**Given task:**
Switch every "Spot" in the material below to "Locate", and reproduce the rest of the material unchanged.

**Records provided:**
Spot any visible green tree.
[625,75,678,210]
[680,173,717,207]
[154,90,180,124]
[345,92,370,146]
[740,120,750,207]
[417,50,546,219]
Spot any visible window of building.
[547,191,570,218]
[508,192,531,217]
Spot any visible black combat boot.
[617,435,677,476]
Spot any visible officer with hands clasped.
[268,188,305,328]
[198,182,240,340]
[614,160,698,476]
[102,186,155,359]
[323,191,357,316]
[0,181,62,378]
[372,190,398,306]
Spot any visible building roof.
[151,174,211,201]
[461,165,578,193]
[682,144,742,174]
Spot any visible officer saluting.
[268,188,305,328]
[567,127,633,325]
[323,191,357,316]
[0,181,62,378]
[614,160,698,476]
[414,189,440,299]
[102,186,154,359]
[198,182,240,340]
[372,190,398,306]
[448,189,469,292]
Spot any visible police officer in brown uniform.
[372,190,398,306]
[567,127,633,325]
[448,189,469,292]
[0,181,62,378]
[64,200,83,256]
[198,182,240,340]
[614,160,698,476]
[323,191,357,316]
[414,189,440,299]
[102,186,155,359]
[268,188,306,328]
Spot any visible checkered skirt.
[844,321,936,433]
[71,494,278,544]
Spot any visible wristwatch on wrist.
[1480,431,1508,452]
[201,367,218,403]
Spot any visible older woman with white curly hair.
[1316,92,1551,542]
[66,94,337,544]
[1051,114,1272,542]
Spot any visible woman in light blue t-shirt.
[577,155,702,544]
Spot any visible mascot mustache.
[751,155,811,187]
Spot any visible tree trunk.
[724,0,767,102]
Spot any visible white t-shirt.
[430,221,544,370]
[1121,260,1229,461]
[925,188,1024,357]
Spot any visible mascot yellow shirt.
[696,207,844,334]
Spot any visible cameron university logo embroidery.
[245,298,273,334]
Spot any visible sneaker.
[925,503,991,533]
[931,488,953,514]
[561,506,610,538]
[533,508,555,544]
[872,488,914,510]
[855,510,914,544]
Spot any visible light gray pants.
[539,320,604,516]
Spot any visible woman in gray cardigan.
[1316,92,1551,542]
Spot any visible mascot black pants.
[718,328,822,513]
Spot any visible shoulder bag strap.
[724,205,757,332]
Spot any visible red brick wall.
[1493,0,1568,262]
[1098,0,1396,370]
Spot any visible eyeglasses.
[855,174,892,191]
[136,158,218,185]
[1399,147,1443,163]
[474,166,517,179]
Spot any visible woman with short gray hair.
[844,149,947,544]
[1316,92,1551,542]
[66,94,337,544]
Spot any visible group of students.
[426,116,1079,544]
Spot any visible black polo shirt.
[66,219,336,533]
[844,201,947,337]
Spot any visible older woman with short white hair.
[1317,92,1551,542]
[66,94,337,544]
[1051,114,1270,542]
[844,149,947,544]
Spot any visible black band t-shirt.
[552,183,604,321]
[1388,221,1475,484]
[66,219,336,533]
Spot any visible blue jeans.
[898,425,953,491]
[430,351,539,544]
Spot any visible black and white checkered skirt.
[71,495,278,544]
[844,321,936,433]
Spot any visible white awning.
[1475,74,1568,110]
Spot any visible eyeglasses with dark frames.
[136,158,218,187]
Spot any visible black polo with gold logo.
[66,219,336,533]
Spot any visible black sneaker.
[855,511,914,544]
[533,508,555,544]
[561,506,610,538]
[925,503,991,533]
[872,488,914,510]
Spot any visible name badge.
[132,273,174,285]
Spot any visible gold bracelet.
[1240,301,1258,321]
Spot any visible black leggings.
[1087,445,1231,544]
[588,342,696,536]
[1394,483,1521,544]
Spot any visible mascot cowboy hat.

**Answer to this exercise:**
Locate any visible green tree.
[625,75,678,210]
[680,173,717,207]
[154,90,180,124]
[345,92,370,146]
[740,120,750,207]
[417,50,546,219]
Locate any visible window of building.
[547,191,570,218]
[508,192,531,217]
Locate any visible black combat boot.
[617,435,677,476]
Locate any visible officer with hands clasped.
[268,188,305,328]
[198,182,240,340]
[614,160,698,476]
[102,186,155,359]
[323,191,357,316]
[0,181,62,378]
[372,190,398,306]
Locate any visible building roof.
[151,174,211,201]
[461,165,578,193]
[682,144,742,174]
Locate any visible officer saluting.
[268,188,305,328]
[567,127,633,325]
[323,191,357,316]
[0,181,62,378]
[614,160,698,476]
[414,189,440,299]
[102,186,154,359]
[198,182,240,340]
[372,190,398,306]
[448,189,469,292]
Locate any visible police officer in brown uniform.
[372,190,398,306]
[567,127,633,325]
[448,189,469,292]
[0,181,62,378]
[64,200,83,256]
[198,182,240,340]
[614,160,698,476]
[323,191,357,316]
[414,189,440,299]
[102,186,155,359]
[268,188,306,328]
Locate any visible checkered skirt.
[844,321,936,433]
[71,494,278,544]
Locate any visible wristwatch on wrist.
[1480,431,1508,452]
[201,367,218,403]
Locate any visible older woman with white curly hair.
[1316,92,1551,542]
[66,94,337,544]
[1051,114,1272,542]
Locate any visible woman in light blue t-shirt.
[577,155,702,544]
Locate any visible mascot mustache.
[751,155,811,187]
Locate any visible tree trunk.
[724,0,767,102]
Locate any visible white t-shirt.
[430,221,544,370]
[1121,260,1229,461]
[925,188,1024,357]
Locate any visible mascot yellow shirt.
[696,207,844,334]
Locate any visible cameron university logo embroidery.
[245,298,273,334]
Locate any visible sneaker.
[925,503,991,533]
[931,488,953,514]
[561,506,610,538]
[533,508,555,544]
[872,488,914,510]
[855,510,914,544]
Locate any visible light gray pants.
[539,320,604,516]
Locate any visible woman in gray cardigan.
[1316,92,1551,542]
Locate any visible mascot black pants.
[718,328,822,513]
Locate any visible shoulder bag strap.
[724,205,757,332]
Locate any visible red brick wall.
[1493,0,1568,262]
[1098,0,1396,370]
Locate any visible eyeglasses.
[855,174,892,191]
[136,158,218,185]
[1399,147,1443,163]
[474,166,517,179]
Locate any visible woman with short gray hair.
[844,149,947,544]
[1316,92,1551,542]
[66,94,337,544]
Locate any visible group of students.
[426,116,1079,544]
Locate any visible black polo shirt.
[66,219,336,533]
[844,201,947,337]
Locate any visible older woman with short white hair.
[1317,92,1551,542]
[66,94,337,544]
[1051,114,1270,542]
[844,149,947,544]
Locate any visible black band t-shirt.
[552,183,604,321]
[1388,221,1475,484]
[66,219,336,533]
Locate any visible blue jeans.
[898,425,953,491]
[430,351,539,544]
Locate any visible black and white checkered skirt.
[71,495,278,544]
[844,321,936,433]
Locate any visible white awning.
[1475,74,1568,110]
Locate any visible eyeglasses with dark frames.
[136,158,218,187]
Locate any visible black polo with gold logo.
[66,219,336,533]
Locate any visible black sneaker.
[855,511,914,544]
[533,508,555,544]
[561,506,610,538]
[925,503,991,533]
[872,488,914,510]
Locate any visible name badge.
[132,273,174,285]
Locate any visible gold bracelet.
[1240,301,1258,321]
Locate any visible black leggings.
[1087,445,1231,544]
[588,342,696,536]
[1394,483,1521,544]
Locate any visible mascot cowboy hat.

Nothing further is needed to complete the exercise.